THE TASK: From the rows below, copy each line that contains the word "gate".

(Pointing records)
- - - - - - -
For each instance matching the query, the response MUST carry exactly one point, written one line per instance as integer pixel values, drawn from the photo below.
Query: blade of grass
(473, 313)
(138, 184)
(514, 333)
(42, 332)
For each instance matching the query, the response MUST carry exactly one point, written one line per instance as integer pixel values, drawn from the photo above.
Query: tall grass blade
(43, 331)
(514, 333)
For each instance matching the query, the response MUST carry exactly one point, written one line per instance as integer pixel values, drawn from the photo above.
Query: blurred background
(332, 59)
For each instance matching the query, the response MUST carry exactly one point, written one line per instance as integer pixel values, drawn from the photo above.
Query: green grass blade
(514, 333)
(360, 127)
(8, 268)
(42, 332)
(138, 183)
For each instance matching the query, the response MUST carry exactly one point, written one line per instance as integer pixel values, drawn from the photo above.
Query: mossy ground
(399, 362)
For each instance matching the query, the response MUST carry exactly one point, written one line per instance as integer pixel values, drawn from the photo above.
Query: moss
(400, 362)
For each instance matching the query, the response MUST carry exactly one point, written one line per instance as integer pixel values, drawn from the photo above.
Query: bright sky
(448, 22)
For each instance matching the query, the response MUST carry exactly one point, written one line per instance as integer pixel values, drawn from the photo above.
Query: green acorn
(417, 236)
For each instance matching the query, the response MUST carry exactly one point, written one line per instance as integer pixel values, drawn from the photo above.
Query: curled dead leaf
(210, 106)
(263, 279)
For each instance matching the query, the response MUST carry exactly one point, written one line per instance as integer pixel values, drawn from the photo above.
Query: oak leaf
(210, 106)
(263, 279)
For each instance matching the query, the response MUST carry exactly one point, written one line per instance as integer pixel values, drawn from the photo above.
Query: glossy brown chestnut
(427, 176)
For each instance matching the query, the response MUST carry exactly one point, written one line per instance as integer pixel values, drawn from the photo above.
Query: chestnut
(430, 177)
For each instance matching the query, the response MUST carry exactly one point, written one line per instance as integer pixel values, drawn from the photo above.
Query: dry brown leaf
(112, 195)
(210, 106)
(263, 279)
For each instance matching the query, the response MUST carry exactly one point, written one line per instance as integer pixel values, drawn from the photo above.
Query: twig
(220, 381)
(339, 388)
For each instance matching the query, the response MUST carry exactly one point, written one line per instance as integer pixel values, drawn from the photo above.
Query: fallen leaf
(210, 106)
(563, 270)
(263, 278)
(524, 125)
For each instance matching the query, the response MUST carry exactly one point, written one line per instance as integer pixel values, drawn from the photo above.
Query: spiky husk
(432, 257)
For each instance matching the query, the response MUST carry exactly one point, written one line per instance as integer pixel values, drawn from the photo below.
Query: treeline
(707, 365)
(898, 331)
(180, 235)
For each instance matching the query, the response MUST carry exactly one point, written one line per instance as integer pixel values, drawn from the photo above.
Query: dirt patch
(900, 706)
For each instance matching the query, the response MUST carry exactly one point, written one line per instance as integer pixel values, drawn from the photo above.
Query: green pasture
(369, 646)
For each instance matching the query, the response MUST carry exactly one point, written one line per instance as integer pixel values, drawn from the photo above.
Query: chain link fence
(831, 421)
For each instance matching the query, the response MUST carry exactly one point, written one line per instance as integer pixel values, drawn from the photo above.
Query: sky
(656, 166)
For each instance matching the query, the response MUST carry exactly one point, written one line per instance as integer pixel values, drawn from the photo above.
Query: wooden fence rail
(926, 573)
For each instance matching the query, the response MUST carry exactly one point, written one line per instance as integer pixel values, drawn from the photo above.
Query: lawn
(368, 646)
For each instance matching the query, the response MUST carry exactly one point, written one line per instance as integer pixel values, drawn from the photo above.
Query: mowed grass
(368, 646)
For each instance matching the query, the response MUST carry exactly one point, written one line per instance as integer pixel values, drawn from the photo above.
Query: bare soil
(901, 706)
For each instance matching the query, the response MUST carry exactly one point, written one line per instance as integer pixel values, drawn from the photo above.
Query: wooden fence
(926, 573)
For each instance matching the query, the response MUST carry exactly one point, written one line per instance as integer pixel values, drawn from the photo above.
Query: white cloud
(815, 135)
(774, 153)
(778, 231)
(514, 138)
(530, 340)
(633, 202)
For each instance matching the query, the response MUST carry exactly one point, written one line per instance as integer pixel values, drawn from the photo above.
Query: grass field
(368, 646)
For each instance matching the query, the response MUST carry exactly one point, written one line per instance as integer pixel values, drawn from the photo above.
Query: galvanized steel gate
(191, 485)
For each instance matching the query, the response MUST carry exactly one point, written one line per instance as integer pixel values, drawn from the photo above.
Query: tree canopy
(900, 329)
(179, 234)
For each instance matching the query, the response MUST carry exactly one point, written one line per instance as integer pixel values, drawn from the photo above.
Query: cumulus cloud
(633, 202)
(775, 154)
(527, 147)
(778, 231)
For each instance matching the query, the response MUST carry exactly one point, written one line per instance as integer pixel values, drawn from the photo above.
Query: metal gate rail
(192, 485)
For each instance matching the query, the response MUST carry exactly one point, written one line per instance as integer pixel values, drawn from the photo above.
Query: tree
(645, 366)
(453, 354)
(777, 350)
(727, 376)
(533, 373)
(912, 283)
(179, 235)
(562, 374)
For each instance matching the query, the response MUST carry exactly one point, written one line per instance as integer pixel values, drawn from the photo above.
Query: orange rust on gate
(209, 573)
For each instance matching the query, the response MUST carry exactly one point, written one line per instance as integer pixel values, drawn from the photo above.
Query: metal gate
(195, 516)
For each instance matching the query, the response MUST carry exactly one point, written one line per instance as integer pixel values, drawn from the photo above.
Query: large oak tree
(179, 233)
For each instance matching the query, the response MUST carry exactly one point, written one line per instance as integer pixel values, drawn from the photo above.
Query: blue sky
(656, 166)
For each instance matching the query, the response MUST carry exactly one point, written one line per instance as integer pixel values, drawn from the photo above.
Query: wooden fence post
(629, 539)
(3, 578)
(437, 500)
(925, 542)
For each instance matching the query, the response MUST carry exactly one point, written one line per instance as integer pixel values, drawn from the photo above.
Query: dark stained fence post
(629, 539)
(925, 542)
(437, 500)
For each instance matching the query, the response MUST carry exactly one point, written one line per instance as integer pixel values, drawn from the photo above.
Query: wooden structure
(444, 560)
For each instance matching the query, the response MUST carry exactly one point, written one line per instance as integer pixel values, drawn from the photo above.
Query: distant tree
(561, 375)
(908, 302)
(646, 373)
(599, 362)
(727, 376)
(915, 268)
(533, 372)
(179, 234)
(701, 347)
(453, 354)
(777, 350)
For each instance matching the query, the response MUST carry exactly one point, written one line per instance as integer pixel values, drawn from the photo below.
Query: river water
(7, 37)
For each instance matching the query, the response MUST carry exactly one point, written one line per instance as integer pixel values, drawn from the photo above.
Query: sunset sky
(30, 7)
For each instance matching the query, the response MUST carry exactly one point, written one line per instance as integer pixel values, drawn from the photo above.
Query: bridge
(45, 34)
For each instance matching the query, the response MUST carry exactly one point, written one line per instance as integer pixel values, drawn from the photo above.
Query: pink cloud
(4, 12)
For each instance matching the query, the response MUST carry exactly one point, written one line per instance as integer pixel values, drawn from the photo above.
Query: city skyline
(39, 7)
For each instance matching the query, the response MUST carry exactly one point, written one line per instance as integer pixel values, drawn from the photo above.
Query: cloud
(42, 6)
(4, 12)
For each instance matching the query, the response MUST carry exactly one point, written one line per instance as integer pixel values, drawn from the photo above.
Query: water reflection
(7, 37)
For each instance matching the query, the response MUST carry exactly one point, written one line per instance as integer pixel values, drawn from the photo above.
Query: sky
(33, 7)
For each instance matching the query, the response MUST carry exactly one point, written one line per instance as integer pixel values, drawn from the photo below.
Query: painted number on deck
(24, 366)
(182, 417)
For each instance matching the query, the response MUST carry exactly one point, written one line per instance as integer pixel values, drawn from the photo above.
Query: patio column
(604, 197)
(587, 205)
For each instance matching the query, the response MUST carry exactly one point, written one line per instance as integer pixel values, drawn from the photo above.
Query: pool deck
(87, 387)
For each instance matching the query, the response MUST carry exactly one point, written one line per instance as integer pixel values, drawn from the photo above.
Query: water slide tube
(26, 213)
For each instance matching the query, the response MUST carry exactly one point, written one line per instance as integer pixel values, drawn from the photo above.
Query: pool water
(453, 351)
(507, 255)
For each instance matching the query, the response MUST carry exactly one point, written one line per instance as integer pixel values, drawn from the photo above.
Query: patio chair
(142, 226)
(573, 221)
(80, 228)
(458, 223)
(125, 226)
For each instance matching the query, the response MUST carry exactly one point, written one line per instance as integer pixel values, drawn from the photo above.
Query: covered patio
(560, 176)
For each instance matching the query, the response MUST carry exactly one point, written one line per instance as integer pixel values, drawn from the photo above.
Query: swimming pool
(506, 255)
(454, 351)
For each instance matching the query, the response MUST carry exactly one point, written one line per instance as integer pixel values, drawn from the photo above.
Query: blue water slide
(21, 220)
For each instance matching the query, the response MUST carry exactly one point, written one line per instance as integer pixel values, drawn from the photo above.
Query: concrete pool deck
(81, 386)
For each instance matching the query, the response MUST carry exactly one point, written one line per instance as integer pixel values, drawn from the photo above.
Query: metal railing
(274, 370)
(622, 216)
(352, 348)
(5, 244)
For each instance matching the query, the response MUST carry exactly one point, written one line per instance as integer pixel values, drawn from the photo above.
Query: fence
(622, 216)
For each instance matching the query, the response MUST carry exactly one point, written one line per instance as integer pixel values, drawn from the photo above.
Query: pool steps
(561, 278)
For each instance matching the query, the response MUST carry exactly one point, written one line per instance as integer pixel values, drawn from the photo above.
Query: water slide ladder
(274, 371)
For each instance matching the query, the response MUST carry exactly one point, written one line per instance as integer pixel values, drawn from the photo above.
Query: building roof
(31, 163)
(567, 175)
- - - - - - -
FINAL RESULT:
Query: galvanized steel gate
Query: metal gate rail
Query: orange rust on gate
Query: metal gate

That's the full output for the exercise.